Ask the right question
Most importers ask: “How much is FOB?” That question can’t be answered honestly in one number.
Ask this instead:
What does this FOB price include? Which origin charges will be billed separately by the appointed forwarder? Who pays each?
A serious forwarder will answer in a written line-item breakdown. A non-serious one will quote “all-in” and dodge specifics — a forwarder-vetting signal we come back to later in this guide.
Pricing checklist — confirm before booking
Before you accept any FOB quote, get the following in writing:
- Product unit price + Incoterm (FOB [Named Port])
- Origin local charges — line-item, with payer for each
- Ocean freight basis — FCL rate per container OR LCL rate per CBM / weight tonne
- Currency + payment terms — and which charges are paid where
- Validity window — quotes expire fast; rates shift weekly
- Cutoffs — SI, VGM, CY closing dates
- Explicit exclusions — destination charges, duties, taxes, demurrage
If a quote is missing any of items 1-6, it’s incomplete — not competitive.
Bottom line: A trustworthy FOB quote shows Bucket B in writing before booking.
Hidden Fees and Destination Charges That Catch First-Time Importers

If §4’s origin charges are the first surprise, destination-side fees are the second. In practice, hidden-fee disputes can appear on either side of the ocean — origin local charges, destination release fees, or both. They’re often billed weeks after the booking, by parties the importer never directly spoke to.
We’ve reviewed enough billing disputes to know the shape of the problem. It almost never looks like outright fraud. It looks like an itemized invoice with eight or nine line items, three different billing bases (per shipment / per B/L / per CBM), and no advance disclosure of any of them.

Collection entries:
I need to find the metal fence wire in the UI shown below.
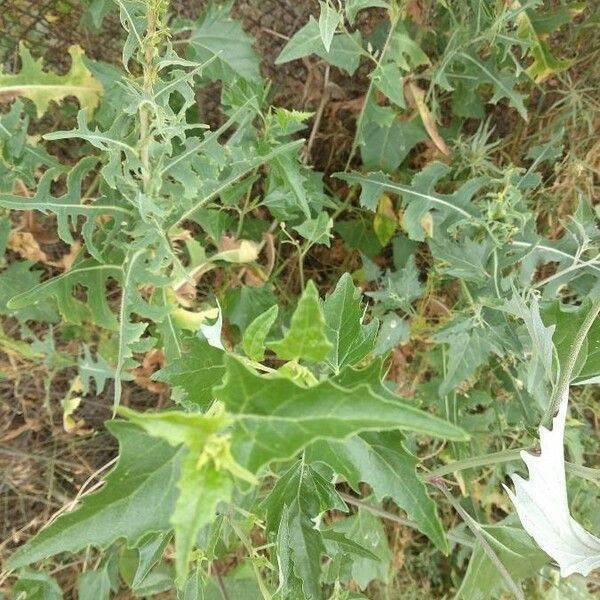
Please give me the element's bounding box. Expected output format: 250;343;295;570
0;0;105;71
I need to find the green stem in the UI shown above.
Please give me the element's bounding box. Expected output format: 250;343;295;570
422;448;530;480
542;296;600;424
344;16;398;171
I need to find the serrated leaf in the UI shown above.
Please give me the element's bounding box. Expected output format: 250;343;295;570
6;421;181;569
0;261;59;323
11;569;63;600
373;313;410;356
344;0;389;25
456;515;547;600
459;52;527;121
268;281;331;362
371;62;406;108
367;255;425;313
171;454;233;582
305;432;449;554
214;355;468;473
324;509;392;590
373;194;398;246
242;304;279;362
319;0;340;52
505;389;600;577
262;460;347;600
515;0;573;83
334;163;485;242
541;300;600;385
8;259;123;330
77;566;111;600
0;43;102;117
0;156;131;261
360;121;427;173
119;407;245;584
275;17;361;75
434;322;498;397
77;345;115;395
323;273;378;373
504;293;556;391
294;212;333;248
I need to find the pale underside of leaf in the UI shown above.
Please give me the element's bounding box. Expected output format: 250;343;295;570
507;391;600;577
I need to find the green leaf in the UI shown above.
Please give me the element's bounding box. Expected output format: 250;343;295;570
373;313;410;356
516;2;574;83
319;0;341;52
541;299;600;385
77;345;115;395
7;259;123;330
371;62;406;108
11;569;63;600
504;293;556;391
0;43;102;117
367;255;425;313
263;460;347;600
434;318;500;397
360;121;427;173
268;281;331;362
385;21;430;71
456;516;548;600
429;236;491;284
214;355;468;473
6;421;181;569
242;304;279;362
171;453;233;583
344;0;389;25
119;407;243;585
323;273;379;373
328;508;392;590
77;566;111;600
189;3;261;81
294;212;333;248
275;17;361;75
458;52;527;121
0;260;59;323
0;156;131;261
305;431;449;554
334;163;485;242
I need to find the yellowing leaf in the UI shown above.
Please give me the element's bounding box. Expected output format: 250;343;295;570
373;194;398;246
0;44;102;116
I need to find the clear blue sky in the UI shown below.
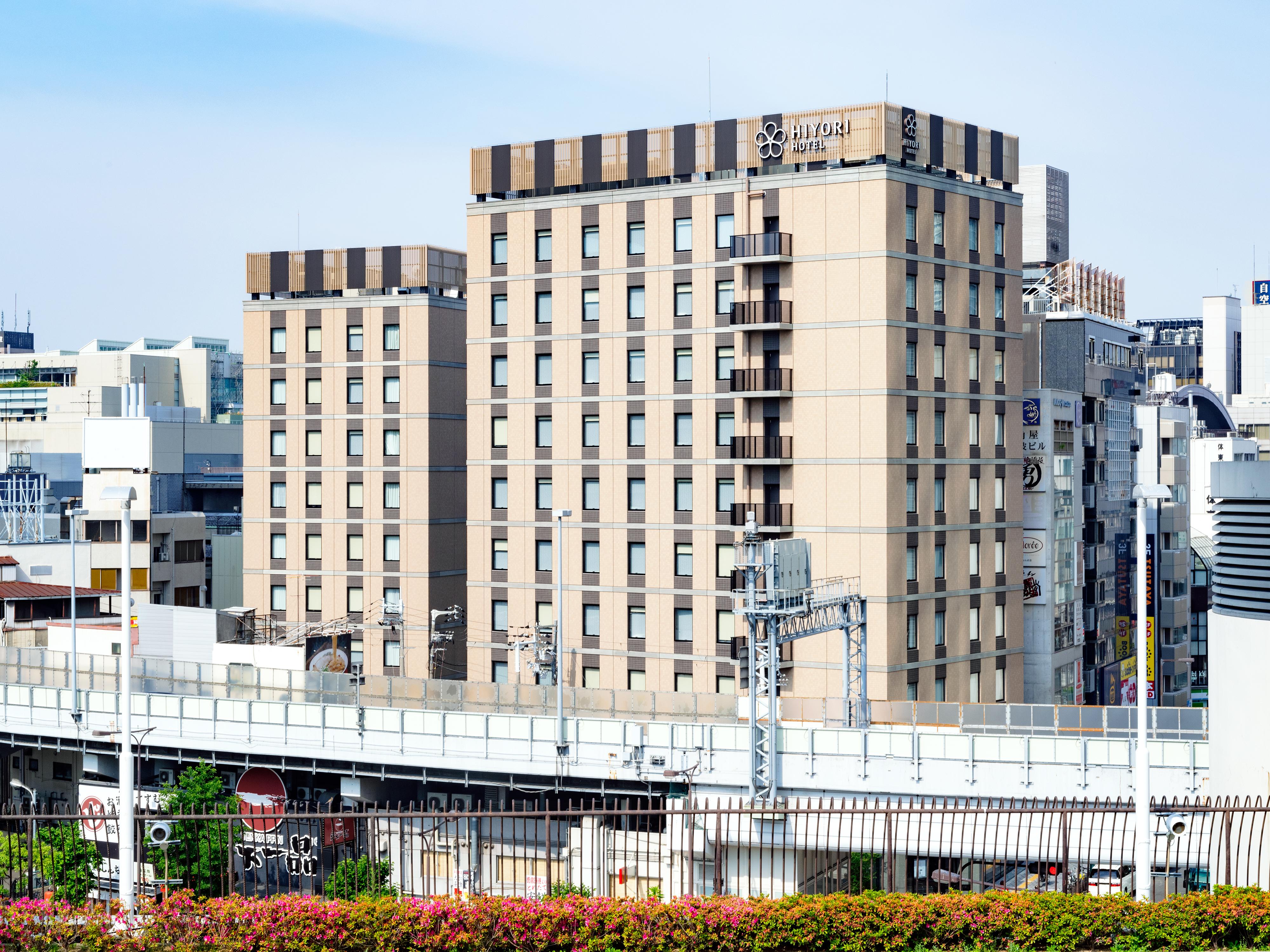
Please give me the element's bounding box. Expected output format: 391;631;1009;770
0;0;1270;348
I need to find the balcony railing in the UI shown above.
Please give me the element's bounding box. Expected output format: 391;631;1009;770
732;301;794;324
732;503;794;526
732;367;794;393
732;437;794;459
732;231;794;258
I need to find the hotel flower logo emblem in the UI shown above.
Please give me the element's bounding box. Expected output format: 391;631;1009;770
754;122;785;159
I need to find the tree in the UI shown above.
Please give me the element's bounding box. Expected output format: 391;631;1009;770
150;760;237;896
323;856;398;899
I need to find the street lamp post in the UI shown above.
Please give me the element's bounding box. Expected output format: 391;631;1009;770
551;509;573;757
1133;484;1172;902
102;486;137;915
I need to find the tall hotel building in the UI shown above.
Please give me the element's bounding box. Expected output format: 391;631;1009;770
243;245;467;678
467;103;1024;702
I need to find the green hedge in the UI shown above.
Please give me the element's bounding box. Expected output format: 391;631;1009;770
7;887;1270;952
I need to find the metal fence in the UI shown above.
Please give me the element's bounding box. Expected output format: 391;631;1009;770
0;798;1270;901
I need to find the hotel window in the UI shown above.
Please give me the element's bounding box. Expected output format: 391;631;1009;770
715;281;737;314
626;480;646;513
674;414;692;447
674;542;692;579
626;350;644;383
626;286;644;321
715;480;737;513
715;215;737;248
715;347;737;380
626;414;644;447
674;480;692;513
626;542;648;575
674;283;692;317
674;218;692;251
626;605;648;642
674;347;692;381
715;414;737;447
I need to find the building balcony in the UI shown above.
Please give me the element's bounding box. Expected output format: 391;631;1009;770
732;437;794;459
732;367;794;393
732;301;794;324
732;231;794;264
732;503;794;526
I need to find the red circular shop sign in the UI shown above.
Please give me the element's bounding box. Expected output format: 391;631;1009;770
234;767;287;833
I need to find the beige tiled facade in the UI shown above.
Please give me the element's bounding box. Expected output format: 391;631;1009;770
243;253;466;678
467;147;1022;702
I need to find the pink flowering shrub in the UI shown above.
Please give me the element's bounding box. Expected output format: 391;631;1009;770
0;887;1270;952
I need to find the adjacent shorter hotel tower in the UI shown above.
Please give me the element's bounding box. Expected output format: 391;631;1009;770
243;245;467;678
467;103;1024;702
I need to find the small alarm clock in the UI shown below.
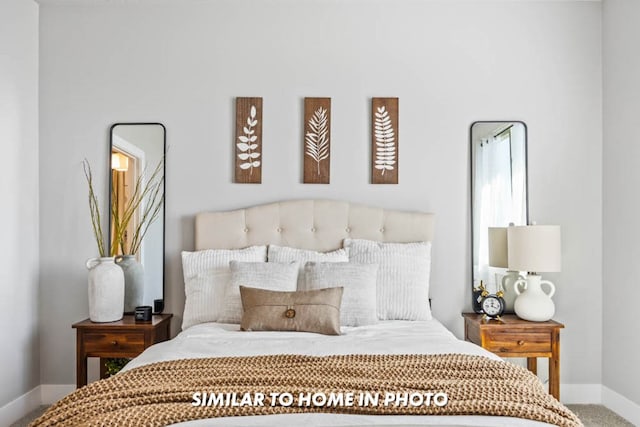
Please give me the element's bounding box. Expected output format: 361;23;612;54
480;291;505;319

Written exercise.
Answer these questions using the FOB pricing text:
(a) What question do most importers ask?
(b) Which cutoffs does the pricing checklist name?
(c) What three billing bases appear on the itemized invoice described in the final paragraph?

The output.
(a) "How much is FOB?"
(b) SI, VGM, and CY closing dates.
(c) Per shipment, per B/L, and per CBM.